WORK TO DO: Please reproduce the records below word for word, keeping every line intact.

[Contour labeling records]
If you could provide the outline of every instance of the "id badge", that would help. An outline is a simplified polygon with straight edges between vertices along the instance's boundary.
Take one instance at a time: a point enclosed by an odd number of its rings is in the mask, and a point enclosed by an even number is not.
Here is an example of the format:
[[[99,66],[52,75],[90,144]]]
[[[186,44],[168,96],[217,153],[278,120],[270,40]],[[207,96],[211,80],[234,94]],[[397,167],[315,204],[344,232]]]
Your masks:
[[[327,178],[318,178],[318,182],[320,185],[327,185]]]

RESPONSE FOR THIS EXERCISE:
If you could provide the outline of every instance of the "id badge", that would help. An outline is a simplified polygon with straight edges between vertices along the instance's boundary.
Take one instance at a time: a point enclosed by an odd number of its rings is in the mask, and a point enclosed by an even number is not.
Here is an example of the format:
[[[99,66],[52,75],[90,144]]]
[[[186,44],[168,96],[217,153],[278,120],[270,40]],[[207,96],[211,80],[234,94]],[[397,167],[315,204],[344,232]]]
Your masks:
[[[327,178],[318,178],[318,182],[320,185],[327,185]]]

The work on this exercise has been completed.